* **Enregistrements fournis**:

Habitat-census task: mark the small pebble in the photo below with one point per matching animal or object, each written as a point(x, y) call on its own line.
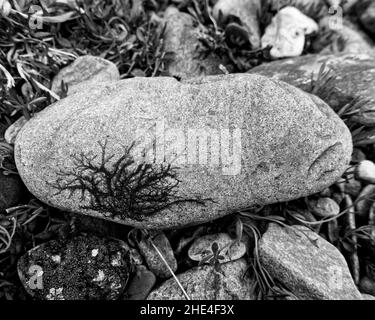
point(365, 171)
point(324, 207)
point(366, 285)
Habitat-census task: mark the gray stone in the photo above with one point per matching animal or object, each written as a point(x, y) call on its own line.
point(366, 13)
point(366, 296)
point(306, 264)
point(140, 285)
point(82, 268)
point(286, 33)
point(83, 71)
point(11, 190)
point(231, 282)
point(247, 11)
point(153, 259)
point(315, 9)
point(350, 39)
point(355, 76)
point(12, 131)
point(181, 40)
point(229, 248)
point(286, 144)
point(367, 285)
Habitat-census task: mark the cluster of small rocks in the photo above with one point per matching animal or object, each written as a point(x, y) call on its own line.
point(292, 145)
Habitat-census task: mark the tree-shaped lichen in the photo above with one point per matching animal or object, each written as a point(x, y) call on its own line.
point(122, 188)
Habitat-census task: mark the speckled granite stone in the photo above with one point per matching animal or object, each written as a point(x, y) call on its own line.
point(273, 141)
point(85, 267)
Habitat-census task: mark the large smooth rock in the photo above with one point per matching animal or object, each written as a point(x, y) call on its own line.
point(266, 142)
point(83, 71)
point(82, 268)
point(354, 75)
point(247, 11)
point(231, 282)
point(188, 58)
point(306, 264)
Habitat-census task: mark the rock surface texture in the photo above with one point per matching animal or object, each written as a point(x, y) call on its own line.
point(261, 141)
point(205, 283)
point(354, 75)
point(82, 268)
point(306, 264)
point(286, 33)
point(247, 11)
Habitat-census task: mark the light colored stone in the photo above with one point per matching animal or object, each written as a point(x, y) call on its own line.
point(365, 171)
point(352, 40)
point(229, 249)
point(231, 282)
point(286, 144)
point(324, 207)
point(366, 296)
point(286, 33)
point(247, 11)
point(315, 9)
point(12, 131)
point(354, 76)
point(308, 265)
point(367, 285)
point(182, 43)
point(83, 71)
point(83, 268)
point(366, 13)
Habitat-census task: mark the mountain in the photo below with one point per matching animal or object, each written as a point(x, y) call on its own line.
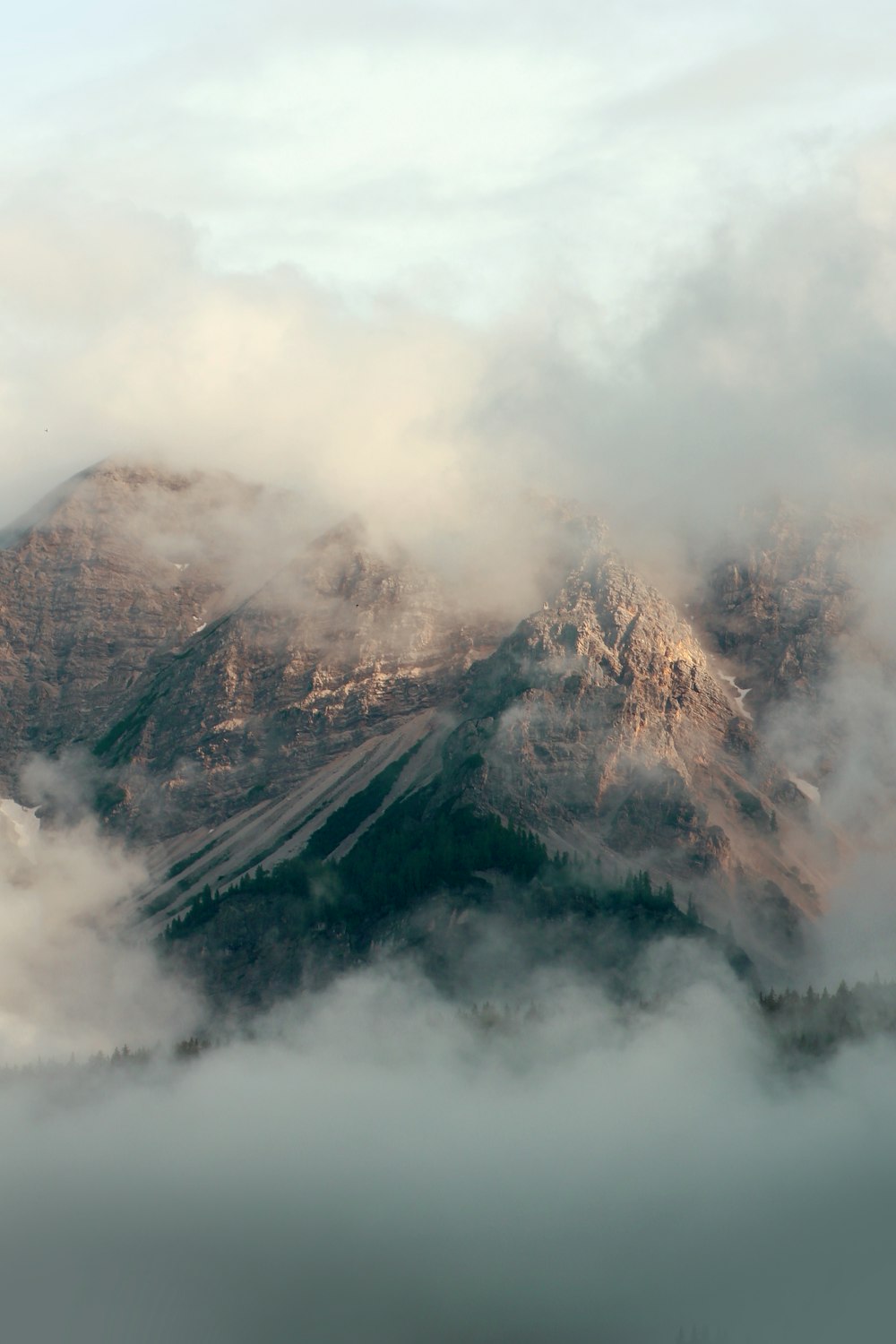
point(253, 691)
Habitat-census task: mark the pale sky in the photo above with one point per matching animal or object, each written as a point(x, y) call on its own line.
point(462, 152)
point(497, 167)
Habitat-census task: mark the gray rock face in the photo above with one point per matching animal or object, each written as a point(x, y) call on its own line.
point(339, 647)
point(215, 666)
point(780, 607)
point(599, 725)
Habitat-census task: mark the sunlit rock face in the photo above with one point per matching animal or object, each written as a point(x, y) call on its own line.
point(223, 661)
point(778, 607)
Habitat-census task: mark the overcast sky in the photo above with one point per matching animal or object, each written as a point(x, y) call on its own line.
point(463, 152)
point(206, 206)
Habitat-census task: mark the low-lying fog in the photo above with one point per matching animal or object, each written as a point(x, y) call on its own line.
point(379, 1167)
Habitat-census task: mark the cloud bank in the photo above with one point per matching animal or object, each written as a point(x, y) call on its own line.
point(379, 1169)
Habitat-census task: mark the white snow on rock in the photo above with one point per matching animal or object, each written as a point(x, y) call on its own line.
point(742, 694)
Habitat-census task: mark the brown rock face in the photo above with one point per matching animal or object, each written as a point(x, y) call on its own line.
point(599, 725)
point(780, 607)
point(93, 586)
point(218, 663)
point(339, 647)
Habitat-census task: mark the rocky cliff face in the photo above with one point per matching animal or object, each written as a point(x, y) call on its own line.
point(93, 586)
point(339, 647)
point(217, 671)
point(599, 725)
point(780, 605)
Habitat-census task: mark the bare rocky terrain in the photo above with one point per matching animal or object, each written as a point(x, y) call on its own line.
point(228, 679)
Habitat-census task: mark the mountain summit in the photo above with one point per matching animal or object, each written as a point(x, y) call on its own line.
point(249, 690)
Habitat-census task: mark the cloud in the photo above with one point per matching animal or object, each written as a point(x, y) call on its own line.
point(72, 978)
point(379, 1169)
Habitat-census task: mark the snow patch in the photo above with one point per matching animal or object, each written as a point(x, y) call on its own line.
point(805, 787)
point(23, 822)
point(742, 694)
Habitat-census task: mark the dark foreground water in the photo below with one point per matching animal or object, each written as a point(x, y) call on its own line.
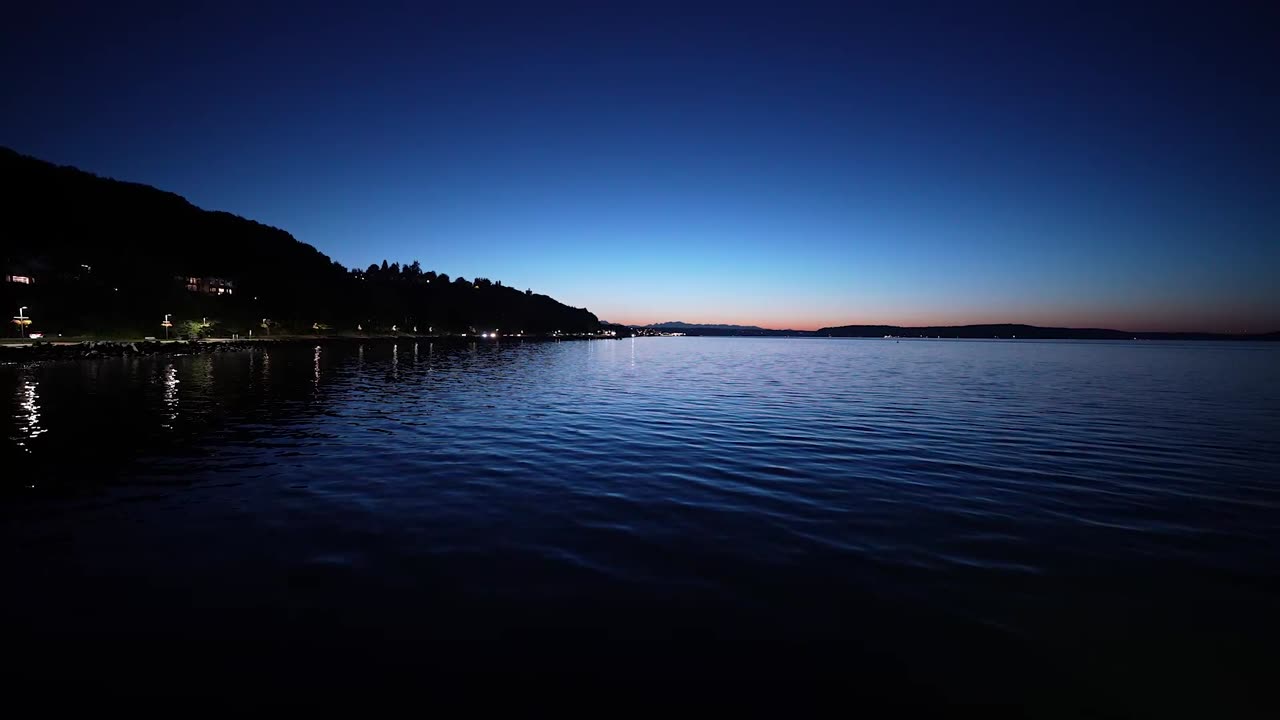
point(1063, 527)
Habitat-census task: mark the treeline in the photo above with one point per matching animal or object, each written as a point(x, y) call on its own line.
point(108, 256)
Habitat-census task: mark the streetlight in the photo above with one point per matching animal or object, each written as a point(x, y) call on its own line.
point(22, 322)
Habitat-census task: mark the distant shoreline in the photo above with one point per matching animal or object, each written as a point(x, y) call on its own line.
point(1005, 331)
point(77, 349)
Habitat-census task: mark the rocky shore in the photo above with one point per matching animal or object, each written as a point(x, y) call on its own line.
point(90, 350)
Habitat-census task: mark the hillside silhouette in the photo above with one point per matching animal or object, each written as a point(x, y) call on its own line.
point(109, 256)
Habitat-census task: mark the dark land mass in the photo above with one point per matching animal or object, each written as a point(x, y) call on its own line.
point(97, 256)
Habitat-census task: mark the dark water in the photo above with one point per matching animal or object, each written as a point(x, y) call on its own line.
point(1064, 527)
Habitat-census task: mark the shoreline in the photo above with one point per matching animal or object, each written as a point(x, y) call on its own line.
point(72, 349)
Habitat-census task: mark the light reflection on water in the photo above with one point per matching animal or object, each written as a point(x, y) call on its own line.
point(27, 413)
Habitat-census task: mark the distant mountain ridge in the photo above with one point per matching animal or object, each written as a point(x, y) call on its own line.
point(100, 255)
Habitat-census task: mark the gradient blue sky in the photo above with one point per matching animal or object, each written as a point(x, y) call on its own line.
point(785, 165)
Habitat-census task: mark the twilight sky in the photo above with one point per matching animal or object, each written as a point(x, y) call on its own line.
point(775, 164)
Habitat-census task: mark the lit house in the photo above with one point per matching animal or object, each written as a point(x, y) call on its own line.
point(210, 286)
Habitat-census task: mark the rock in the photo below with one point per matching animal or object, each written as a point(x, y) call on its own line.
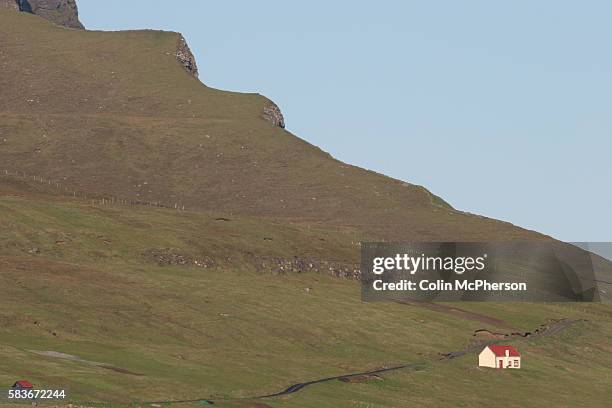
point(185, 57)
point(60, 12)
point(272, 113)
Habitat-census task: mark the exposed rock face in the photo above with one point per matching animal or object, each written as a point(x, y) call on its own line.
point(185, 57)
point(272, 113)
point(11, 4)
point(61, 12)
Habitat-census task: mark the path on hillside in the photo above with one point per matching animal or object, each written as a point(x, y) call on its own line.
point(552, 328)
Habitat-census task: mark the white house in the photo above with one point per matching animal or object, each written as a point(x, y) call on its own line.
point(499, 357)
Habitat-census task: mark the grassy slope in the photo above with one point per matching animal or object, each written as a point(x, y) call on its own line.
point(115, 113)
point(107, 112)
point(231, 332)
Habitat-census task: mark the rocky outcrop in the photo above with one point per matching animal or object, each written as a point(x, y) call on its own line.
point(272, 113)
point(185, 57)
point(10, 4)
point(61, 12)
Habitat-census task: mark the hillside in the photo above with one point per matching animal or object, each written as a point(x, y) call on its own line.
point(166, 243)
point(114, 113)
point(130, 304)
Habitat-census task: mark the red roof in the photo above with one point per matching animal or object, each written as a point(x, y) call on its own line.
point(24, 384)
point(500, 351)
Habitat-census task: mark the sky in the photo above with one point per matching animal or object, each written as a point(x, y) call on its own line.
point(501, 108)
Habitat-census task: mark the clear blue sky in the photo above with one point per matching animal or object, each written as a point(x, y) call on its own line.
point(502, 108)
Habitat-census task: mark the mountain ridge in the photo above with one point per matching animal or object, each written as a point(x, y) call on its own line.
point(61, 12)
point(141, 125)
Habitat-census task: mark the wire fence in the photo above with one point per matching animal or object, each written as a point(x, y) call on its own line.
point(95, 199)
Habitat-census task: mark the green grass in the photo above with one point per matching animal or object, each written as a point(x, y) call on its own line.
point(232, 332)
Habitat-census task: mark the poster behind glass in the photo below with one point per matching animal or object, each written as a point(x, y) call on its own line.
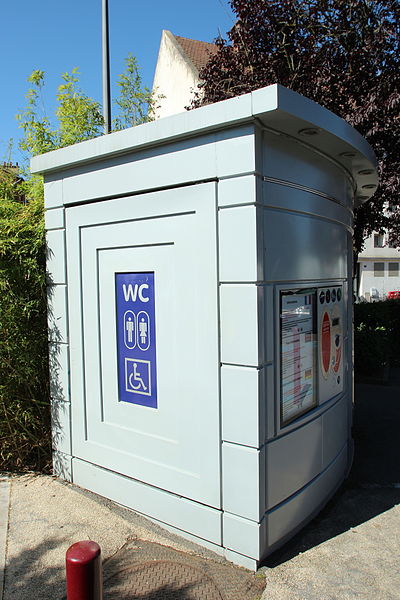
point(298, 353)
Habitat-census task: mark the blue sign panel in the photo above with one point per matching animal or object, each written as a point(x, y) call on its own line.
point(136, 338)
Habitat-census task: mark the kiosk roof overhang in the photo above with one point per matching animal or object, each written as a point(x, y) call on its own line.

* **Énoncé du problème**: Mettez à jour les enregistrements depuis leur début jusqu'à la ligne contenant "point(292, 145)" incluse, en remplaçant "gray stone" par "dark stone" sans autre modification. Ne renvoyez que ces lignes, sans les images.

* **Résultat final**:
Habitat-census task: mark the small pebble in the photo below with one point per matching animal or object, each written as a point(x, y) call on its own line.
point(365, 171)
point(324, 207)
point(366, 285)
Habitat-census task: mark the dark stone in the photo above with one point per matching animal or object, each written as a point(x, y) call on its own line.
point(366, 13)
point(366, 296)
point(306, 264)
point(140, 285)
point(82, 268)
point(286, 33)
point(83, 71)
point(11, 190)
point(231, 282)
point(247, 11)
point(153, 259)
point(315, 9)
point(350, 39)
point(355, 76)
point(12, 131)
point(181, 40)
point(229, 248)
point(286, 144)
point(367, 285)
Habitat-census task: mark the cluster of small rocks in the photo above with one point per matching animal or object, each written as a point(x, y) call on its own line.
point(292, 145)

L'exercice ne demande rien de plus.